PASSAGE SHOWN:
◇ ◇ ◇ ◇

This is an archive of the discontinued LLVM Phabricator instance.

[ControlDependentDCE] Add Control Dependent DCE pass
Needs ReviewPublic

Authored by masakiarai on Sep 25 2020, 4:59 AM.

Details

Summary

Add Control Dependent DCE pass.

Add Control Dependent DCE pass.
This pass performs 'control dependent DCE', which converts a conditional
branch of BB into an unconditional branch if possible, when the basic block
BBa dominates BB and both basic blocks have conditional branches under the
same condition.

BBa:

%cmp = ...
br i1 %cmp, label %LA1, label %LA2

...

BB:

...
br i1 %cmp, label %LD1, label %LD2

The condition to apply this optimization is that the predecessors of BB is
divided into the set S1 coming from LA1 and the set S2 coming from LA2.
If S1(or S2) is empty, it rewrites the conditional branch to an
unconditional branch to LD2(or LD1).
If both S1 and S2 are not empty and BB can be duplicated, BB is duplicated
for S2, and each conditional branches in BB and the duplicated BB are
converted into unconditional branches for LD1 and LD2, respectively.

NOTE: This patch is a reconstruction of the following patch.
[Jump Threading] Convert conditional branches into unconditional branches using GVN results
https://reviews.llvm.org/D57953

This patch duplicates and holds the variables and functions related to TryThreadEdge in JumpThreading pass.
Therefore, it is necessary to create a patch that makes these duplicates into a library before committing this patch.

Diff Detail

Event Timeline

masakiarai created this revision.Sep 25 2020, 4:59 AM
Herald added a project: Restricted Project. · View Herald TranscriptSep 25 2020, 4:59 AM
masakiarai requested review of this revision.Sep 25 2020, 4:59 AM
xbolva00 added a subscriber: xbolva00.

I corrected the description in alphabetical order in InitializePasses.h.

Test duplicate-conditional.ll succeeds in my local build.
I will investigate this as it may be a severe bug.

I guess I missed the initial conversation on this, apologies for that.
Can you explain in more detail why this is as standalone pass.
DCE, in general, is something I would like us to do more aggressively in the IPO setting so I'm a little worried to introduce more function passes.
Also, IPSCCP seems to perform well on one test cases already https://godbolt.org/z/sM9zr8 , maybe the second one is not far out of reach (@fhahn?)
We also have other places where we do this kind of reasoning and that could do the job, hopefully in a more holistic manner.

Considering only the DCE's feature, I think the ADCE pass is close to this pass's purpose.
The big difference between this pass and others is that this pass duplicates the basic block to isolate the control flow.
This feature can promote loop optimizations by isolating the control flow that does not enter loops out of the kernel part when there is a sequence of multiple loops in numerical applications.
However, this first version duplicates basic blocks only in the conservative case where the performance is definitely improved.
This pass needs to duplicate basic blocks more aggressively and selectively to facilitate loop optimizations.

Considering only the DCE's feature, I think the ADCE pass is close to this pass's purpose.
The big difference between this pass and others is that this pass duplicates the basic block to isolate the control flow.
This feature can promote loop optimizations by isolating the control flow that does not enter loops out of the kernel part when there is a sequence of multiple loops in numerical applications.
However, this first version duplicates basic blocks only in the conservative case where the performance is definitely improved.
This pass needs to duplicate basic blocks more aggressively and selectively to facilitate loop optimizations.

◇ ◇ ◇ ◇

PROVIDED MATERIAL:
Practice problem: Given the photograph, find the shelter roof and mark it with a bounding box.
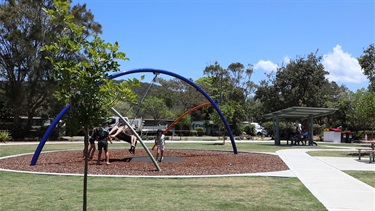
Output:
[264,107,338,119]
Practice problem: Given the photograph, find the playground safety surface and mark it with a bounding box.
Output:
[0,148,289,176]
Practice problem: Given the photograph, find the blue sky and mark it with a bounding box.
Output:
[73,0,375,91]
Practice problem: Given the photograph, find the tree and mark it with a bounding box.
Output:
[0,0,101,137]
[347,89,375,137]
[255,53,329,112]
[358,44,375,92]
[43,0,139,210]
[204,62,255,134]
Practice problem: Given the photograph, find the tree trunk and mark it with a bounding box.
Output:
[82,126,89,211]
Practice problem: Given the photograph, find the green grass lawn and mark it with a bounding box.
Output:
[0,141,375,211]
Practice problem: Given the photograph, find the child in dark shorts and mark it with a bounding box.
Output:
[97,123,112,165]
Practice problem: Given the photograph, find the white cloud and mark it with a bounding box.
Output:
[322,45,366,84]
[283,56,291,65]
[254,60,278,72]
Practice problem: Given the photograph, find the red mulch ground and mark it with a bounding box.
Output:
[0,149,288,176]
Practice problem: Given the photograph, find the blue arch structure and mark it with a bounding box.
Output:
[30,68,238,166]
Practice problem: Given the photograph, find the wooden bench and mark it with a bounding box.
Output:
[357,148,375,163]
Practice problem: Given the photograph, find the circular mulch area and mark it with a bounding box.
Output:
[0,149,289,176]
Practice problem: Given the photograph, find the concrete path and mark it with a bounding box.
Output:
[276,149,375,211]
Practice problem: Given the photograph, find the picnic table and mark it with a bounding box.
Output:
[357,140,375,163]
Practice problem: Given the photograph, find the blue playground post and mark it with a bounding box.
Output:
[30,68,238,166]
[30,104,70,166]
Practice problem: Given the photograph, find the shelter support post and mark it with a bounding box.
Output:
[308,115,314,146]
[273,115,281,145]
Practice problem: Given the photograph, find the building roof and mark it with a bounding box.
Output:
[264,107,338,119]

◇ ◇ ◇ ◇

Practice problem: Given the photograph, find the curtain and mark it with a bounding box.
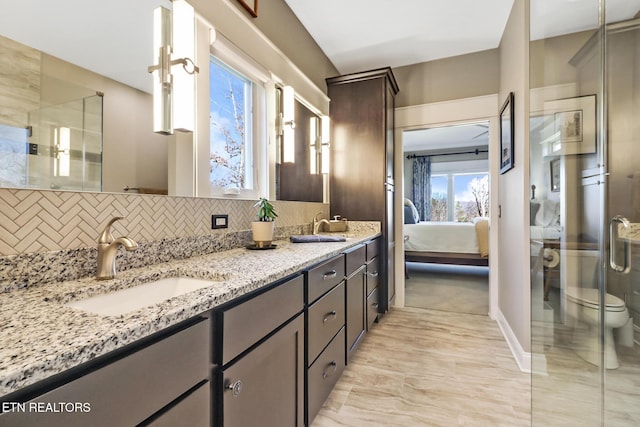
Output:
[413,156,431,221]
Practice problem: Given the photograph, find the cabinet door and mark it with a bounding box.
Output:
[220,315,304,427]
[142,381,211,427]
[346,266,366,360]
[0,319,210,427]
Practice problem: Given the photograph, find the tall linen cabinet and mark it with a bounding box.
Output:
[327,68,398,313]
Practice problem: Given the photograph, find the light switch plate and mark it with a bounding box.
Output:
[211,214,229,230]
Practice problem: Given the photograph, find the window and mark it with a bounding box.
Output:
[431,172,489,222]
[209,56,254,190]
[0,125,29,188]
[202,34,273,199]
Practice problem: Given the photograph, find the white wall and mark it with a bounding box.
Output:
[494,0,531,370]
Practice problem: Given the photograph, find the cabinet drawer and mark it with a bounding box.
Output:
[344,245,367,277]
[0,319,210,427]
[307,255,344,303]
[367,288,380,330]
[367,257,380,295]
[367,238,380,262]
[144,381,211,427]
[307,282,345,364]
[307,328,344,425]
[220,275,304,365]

◇ ◇ ◇ ◇

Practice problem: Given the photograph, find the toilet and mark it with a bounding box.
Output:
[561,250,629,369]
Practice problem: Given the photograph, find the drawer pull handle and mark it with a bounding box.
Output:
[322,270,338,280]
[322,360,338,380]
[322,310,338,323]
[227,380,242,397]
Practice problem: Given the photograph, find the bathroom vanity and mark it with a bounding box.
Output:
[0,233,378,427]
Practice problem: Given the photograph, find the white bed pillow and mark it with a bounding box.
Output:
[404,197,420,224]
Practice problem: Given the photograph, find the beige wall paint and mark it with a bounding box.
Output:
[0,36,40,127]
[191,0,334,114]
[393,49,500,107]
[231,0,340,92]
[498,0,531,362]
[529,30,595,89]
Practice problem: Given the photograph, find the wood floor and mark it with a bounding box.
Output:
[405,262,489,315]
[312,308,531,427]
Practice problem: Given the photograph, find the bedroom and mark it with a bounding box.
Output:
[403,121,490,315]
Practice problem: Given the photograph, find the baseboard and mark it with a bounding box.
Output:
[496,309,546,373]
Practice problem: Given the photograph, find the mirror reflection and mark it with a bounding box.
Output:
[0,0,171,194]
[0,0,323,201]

◇ ◇ ◇ ◇

SHORT PROBLEM:
Answer these questions from the Control Dependent DCE review page above.
(a) Which earlier patch is this patch a reconstruction of?
(b) If the set S1 is empty, what does the pass rewrite the conditional branch in BB to?
(c) Considering only the DCE feature, which existing pass does the author see as close to this pass's purpose?

RESPONSE:
(a) "[Jump Threading] Convert conditional branches into unconditional branches using GVN results" (https://reviews.llvm.org/D57953)
(b) An unconditional branch to LD2
(c) The ADCE pass